» **AIM**: Rewrite the passage of the fashion mistakes text between "The fashion industry" and "finest flawed-diamond moments.", inclusive, replacing "pebble" with "stone".

» **SOURCE DOCUMENT**:
The fashion industry pursues perfection with a thirst almost unmatched by any other. But in any process, mistakes will be made. Flaws happen. And what of those flaws? Arguably, some of fashion’s most memorable moments have sprung from that moment when the mask slips. As that great 21st-century philosopher Tyra Banks said: “Flaws are awesome – so… flawsome!” And as that actual, ancient Chinese philosopher Confucius said: “Better a diamond with a flaw than a pebble without.” Do you want to be a pebble? No, you do not. Here are some of fashion’s finest flawed-diamond moments.

1856 – WHEN WILLIAM PERKIN ACCIDENTALLY INVENTED PURPLE (AGED 18)

He was trying to find a cure for malaria, as you do. But in the process of attempting to synthesise quinine (a natural substance used in the treatment of malaria), Perkin accidentally created a crude, bright purple mixture that struck him as having great potential as a dye. Working in secret (after all, he was supposed to be curing malaria, not changing the face of fashion), he discovered that it turned silk a lovely hue and named it mauveine. Hey presto, the first synthetic dye was born. Prior to this happy mistake, all dyes had been made from expensive, labour-intensive natural substances that didn’t hold colour nearly as well. As luck would have it, both Queen Victoria and Empress Eugénie, wife of Napoleon III, had a thing for purple, assuring mauveine’s popularity. I wonder whether Prince knew about William Perkin. Probably.

» **ENTRIES**:
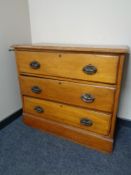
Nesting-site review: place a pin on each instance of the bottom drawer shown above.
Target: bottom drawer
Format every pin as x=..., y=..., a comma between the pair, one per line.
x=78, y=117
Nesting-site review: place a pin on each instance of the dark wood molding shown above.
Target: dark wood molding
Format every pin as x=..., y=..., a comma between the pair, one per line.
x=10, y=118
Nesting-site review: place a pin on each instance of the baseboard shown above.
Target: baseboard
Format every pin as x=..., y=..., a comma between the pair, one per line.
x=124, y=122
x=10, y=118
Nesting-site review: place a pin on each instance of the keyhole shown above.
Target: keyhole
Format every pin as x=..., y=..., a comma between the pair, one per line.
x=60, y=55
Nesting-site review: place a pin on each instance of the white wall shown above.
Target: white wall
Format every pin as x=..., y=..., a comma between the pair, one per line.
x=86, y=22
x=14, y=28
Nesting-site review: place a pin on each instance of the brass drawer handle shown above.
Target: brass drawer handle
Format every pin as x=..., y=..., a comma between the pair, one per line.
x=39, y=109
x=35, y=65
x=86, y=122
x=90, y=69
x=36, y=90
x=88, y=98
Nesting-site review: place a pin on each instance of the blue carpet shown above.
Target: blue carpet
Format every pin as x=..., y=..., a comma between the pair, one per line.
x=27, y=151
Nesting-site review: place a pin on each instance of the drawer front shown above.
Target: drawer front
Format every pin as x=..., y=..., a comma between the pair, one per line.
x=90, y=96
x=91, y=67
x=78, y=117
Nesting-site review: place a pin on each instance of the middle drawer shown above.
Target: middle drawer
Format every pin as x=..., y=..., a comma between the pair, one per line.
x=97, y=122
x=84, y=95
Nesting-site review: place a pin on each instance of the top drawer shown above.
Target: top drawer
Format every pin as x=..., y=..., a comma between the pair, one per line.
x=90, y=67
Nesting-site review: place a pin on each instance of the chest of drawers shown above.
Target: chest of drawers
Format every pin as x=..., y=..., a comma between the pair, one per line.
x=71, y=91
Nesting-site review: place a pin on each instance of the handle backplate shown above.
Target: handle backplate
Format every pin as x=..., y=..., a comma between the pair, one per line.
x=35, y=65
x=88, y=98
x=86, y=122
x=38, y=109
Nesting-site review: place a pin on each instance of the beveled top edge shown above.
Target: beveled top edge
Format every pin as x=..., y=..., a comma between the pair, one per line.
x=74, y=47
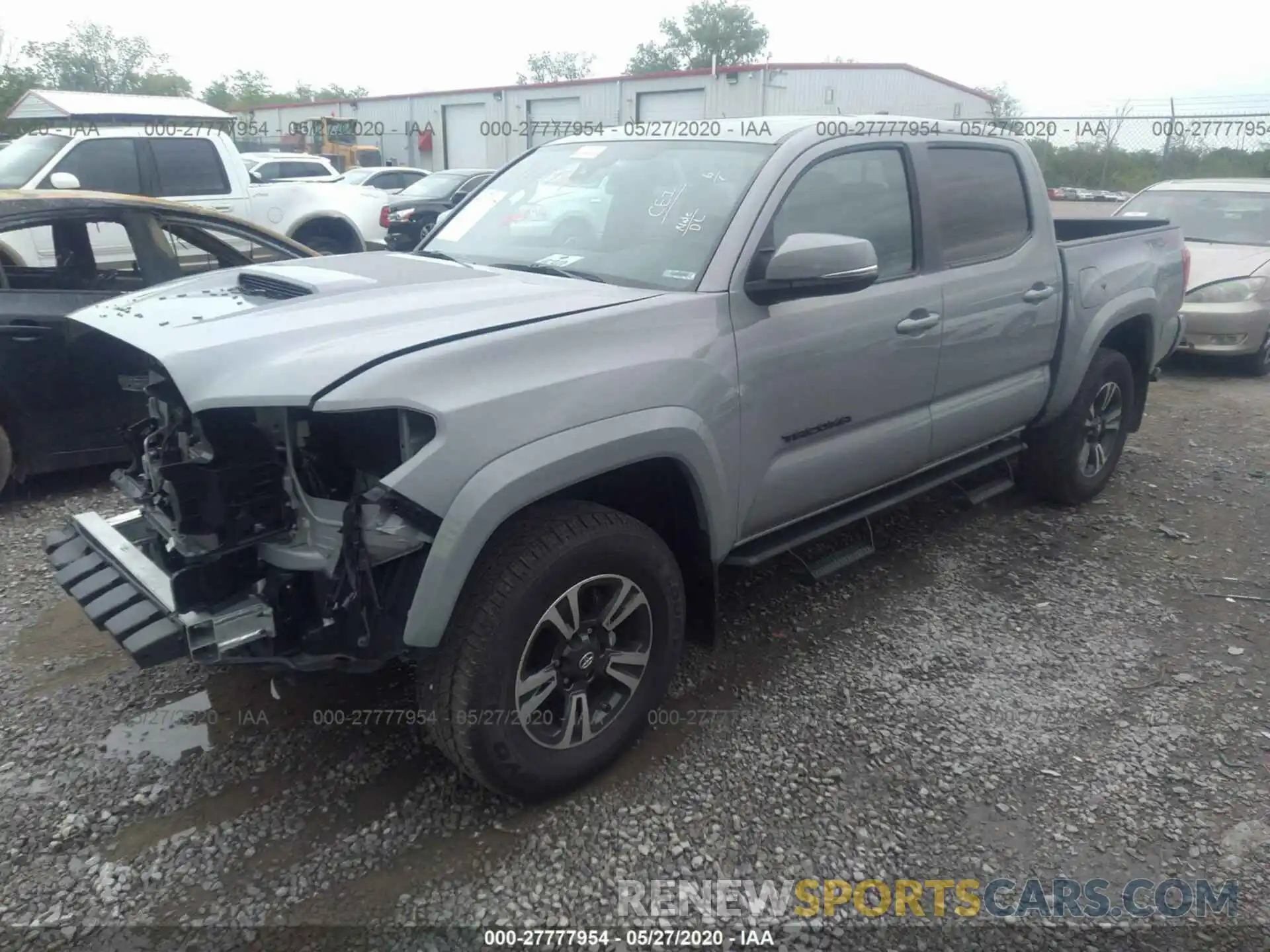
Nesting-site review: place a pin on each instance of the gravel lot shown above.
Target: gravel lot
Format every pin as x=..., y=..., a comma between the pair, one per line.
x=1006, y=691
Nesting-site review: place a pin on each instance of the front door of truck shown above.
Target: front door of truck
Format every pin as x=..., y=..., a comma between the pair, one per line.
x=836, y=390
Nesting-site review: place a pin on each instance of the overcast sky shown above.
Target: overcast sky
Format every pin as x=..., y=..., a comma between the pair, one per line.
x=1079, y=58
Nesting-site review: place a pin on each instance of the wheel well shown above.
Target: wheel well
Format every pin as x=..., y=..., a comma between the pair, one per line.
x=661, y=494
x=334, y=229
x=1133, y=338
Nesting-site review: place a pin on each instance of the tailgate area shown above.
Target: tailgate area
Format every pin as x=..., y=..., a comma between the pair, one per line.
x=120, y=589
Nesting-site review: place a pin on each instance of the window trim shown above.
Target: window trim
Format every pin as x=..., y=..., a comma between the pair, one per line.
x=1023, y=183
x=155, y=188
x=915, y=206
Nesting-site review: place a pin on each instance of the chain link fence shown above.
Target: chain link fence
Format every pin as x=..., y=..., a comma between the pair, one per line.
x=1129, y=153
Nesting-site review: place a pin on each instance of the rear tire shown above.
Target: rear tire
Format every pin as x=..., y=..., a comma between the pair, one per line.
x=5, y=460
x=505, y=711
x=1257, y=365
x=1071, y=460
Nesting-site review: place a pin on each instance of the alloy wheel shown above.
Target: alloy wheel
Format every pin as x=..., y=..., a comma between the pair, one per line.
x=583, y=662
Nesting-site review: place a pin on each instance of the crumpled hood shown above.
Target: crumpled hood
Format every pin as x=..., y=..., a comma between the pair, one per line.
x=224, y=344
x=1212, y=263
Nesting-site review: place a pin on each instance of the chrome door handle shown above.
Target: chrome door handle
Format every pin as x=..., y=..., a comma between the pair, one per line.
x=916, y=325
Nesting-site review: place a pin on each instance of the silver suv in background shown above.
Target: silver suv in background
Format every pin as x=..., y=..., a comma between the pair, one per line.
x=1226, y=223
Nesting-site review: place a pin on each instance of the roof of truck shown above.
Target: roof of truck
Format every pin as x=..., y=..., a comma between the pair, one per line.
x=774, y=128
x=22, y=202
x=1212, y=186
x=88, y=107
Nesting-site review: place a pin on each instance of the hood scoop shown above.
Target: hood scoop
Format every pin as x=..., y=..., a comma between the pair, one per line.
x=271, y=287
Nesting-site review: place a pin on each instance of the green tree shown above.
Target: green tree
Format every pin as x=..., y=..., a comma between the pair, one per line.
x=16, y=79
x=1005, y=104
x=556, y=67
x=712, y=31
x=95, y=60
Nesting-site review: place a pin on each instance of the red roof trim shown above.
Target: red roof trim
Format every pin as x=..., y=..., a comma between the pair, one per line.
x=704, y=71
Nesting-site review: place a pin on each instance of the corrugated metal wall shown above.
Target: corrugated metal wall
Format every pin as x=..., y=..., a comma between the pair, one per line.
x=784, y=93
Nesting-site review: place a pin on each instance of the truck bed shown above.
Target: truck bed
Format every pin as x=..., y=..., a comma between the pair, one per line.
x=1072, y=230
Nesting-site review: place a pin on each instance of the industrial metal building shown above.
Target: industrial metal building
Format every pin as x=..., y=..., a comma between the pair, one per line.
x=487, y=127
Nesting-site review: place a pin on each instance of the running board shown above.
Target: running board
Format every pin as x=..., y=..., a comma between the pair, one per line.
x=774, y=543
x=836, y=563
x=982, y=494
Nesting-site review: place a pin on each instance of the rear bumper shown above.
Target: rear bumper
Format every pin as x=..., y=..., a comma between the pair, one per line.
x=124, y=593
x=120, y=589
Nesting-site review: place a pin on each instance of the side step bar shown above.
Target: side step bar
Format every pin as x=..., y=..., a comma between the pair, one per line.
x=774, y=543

» **FINAL RESULT**:
The fashion industry pursues perfection with a thirst almost unmatched by any other. But in any process, mistakes will be made. Flaws happen. And what of those flaws? Arguably, some of fashion’s most memorable moments have sprung from that moment when the mask slips. As that great 21st-century philosopher Tyra Banks said: “Flaws are awesome – so… flawsome!” And as that actual, ancient Chinese philosopher Confucius said: “Better a diamond with a flaw than a stone without.” Do you want to be a stone? No, you do not. Here are some of fashion’s finest flawed-diamond moments.